**Problem requirements**
Please change every "ladybird" to "ladybug" in the items below and write them out again otherwise unchanged, leaving out the pictures.

----- Given data -----

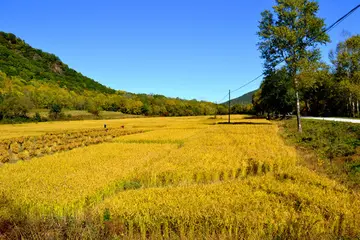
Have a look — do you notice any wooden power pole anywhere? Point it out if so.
[228,90,230,123]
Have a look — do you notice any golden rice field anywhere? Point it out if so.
[0,116,360,239]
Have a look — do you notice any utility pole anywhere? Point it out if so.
[228,90,230,124]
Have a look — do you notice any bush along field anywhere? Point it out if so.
[0,116,360,239]
[281,120,360,189]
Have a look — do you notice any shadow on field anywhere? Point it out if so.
[217,122,271,125]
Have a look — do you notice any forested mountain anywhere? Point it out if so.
[223,90,257,105]
[0,32,115,93]
[0,32,216,120]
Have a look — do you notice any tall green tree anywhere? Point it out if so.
[330,35,360,117]
[258,0,329,132]
[261,68,295,117]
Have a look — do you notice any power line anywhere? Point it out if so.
[324,4,360,32]
[219,4,360,102]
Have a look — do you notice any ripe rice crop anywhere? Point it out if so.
[0,116,360,239]
[0,128,144,163]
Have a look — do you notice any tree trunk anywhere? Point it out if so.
[295,76,302,133]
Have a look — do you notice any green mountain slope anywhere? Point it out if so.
[223,90,257,105]
[0,32,115,93]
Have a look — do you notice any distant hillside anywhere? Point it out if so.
[223,90,257,105]
[0,32,217,123]
[0,32,115,93]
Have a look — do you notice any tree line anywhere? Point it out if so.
[0,71,217,120]
[252,0,360,132]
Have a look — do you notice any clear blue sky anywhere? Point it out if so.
[0,0,360,101]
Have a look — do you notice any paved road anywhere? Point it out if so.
[302,117,360,123]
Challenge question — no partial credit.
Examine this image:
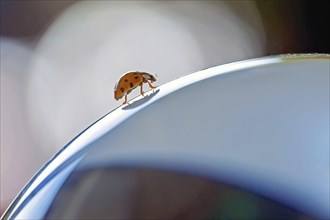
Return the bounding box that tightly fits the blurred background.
[0,0,330,214]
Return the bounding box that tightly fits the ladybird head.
[141,73,157,82]
[114,82,125,100]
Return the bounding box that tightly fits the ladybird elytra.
[114,71,156,104]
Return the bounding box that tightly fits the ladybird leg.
[140,83,144,96]
[123,95,127,105]
[147,80,157,89]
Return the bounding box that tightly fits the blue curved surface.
[5,55,330,218]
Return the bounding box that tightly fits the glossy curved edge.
[2,54,330,219]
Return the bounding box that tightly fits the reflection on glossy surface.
[46,168,312,220]
[1,55,330,219]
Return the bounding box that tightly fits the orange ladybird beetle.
[115,71,156,104]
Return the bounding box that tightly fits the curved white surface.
[3,55,330,218]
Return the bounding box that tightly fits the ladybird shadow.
[123,89,159,110]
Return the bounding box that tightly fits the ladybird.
[114,71,157,104]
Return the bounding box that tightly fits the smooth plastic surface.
[1,55,330,218]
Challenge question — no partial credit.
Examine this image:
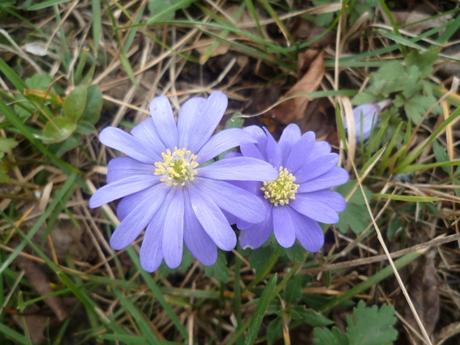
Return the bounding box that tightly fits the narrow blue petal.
[99,127,157,163]
[162,188,184,268]
[197,128,255,163]
[198,157,278,181]
[149,96,178,149]
[297,167,349,193]
[177,97,206,147]
[273,206,296,248]
[291,209,324,253]
[189,187,236,250]
[89,175,159,208]
[139,193,173,272]
[110,184,167,250]
[184,192,217,266]
[239,208,273,249]
[196,178,267,223]
[107,157,154,183]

-----

**Exercise result**
Have a look — do you notice any wooden power pole anywhere? Point it out if so.
[228,90,230,123]
Have a look — do you notice any golden rice field anywhere? Point it out if so.
[0,116,360,239]
Have a look — do you notice any utility pole anywhere? Point it out if so.
[228,90,230,124]
Have a look — do you notice any bush along field anywhere? Point it out if so.
[0,116,360,239]
[281,120,360,189]
Have a look — do you notice any shadow on field anywhere? Point it out if so.
[217,122,271,125]
Have a look — do you notice any forested mountain anywhere? Point it out if so.
[223,90,257,105]
[0,32,115,93]
[0,32,216,120]
Have a look — do you notice any tall green tree anywhere? Point it out if so.
[330,35,360,117]
[258,0,329,132]
[261,68,295,117]
Have a look — do you notice any power line anywhere? Point it out if so.
[324,4,360,32]
[219,4,360,102]
Have a look — do you notice any ripe rice crop anywhere? Point it out if so.
[0,116,360,239]
[0,128,144,163]
Have a look — do you notice any tree trunk anywhere? Point it out if so.
[295,76,302,133]
Have a look — do you notice any green mountain slope anywhere? Point it out if so.
[223,90,257,105]
[0,32,115,93]
Have a look — do you notice any distant hillside anywhere? Point it out if so.
[223,90,257,105]
[0,32,217,123]
[0,32,115,93]
Have a look — do you notice any tree line anywhere? Point it out if so.
[0,71,217,120]
[252,0,360,132]
Have a look — do you notice any clear blue sky anywhere? Point it out if so.
[0,0,360,101]
Have a look — do you notice any paved road anywhere? Point it out if so.
[302,117,360,123]
Challenge question — no partial credit.
Examine this image:
Return the bounding box that tightly fits the blurred background.
[0,0,330,214]
Return the bounding box that tightly fits the ladybug head.
[141,73,157,82]
[114,82,125,100]
Return the bounding box that tightly fits the ladybug elytra.
[114,71,156,104]
Return the bounding box that tightly fits the ladybug leg.
[140,83,144,96]
[123,95,127,105]
[147,80,157,89]
Return the bounding box that tightly fits the blue curved surface.
[5,55,330,218]
Return the bounding box that tightly fits the glossy curved edge.
[2,54,330,219]
Return the bounding box that tightly fits the reflection on glossy surface.
[46,168,312,220]
[1,55,330,219]
Return the bounding box that tightly fits the orange ladybug beetle.
[115,71,156,104]
Return the bounding box that tightly fits the curved white surface.
[3,55,330,218]
Return the bounding box that tightly fits the ladybug shadow.
[123,89,159,110]
Return the bounding box that tightly fits the ladybug.
[114,71,157,104]
Return the bounding box that tightly fits the smooth plastic surface.
[1,55,330,218]
Challenge question — no partial credit.
Examine this image:
Return the bounding box that tightly fits the narrow blue petal.
[99,127,157,163]
[162,188,184,268]
[197,128,255,163]
[198,157,278,181]
[149,96,178,149]
[297,167,349,193]
[177,97,206,147]
[273,206,296,248]
[291,209,324,253]
[189,187,236,250]
[89,175,159,208]
[139,193,173,272]
[110,184,167,250]
[184,192,217,266]
[239,208,273,249]
[196,178,267,223]
[107,157,154,183]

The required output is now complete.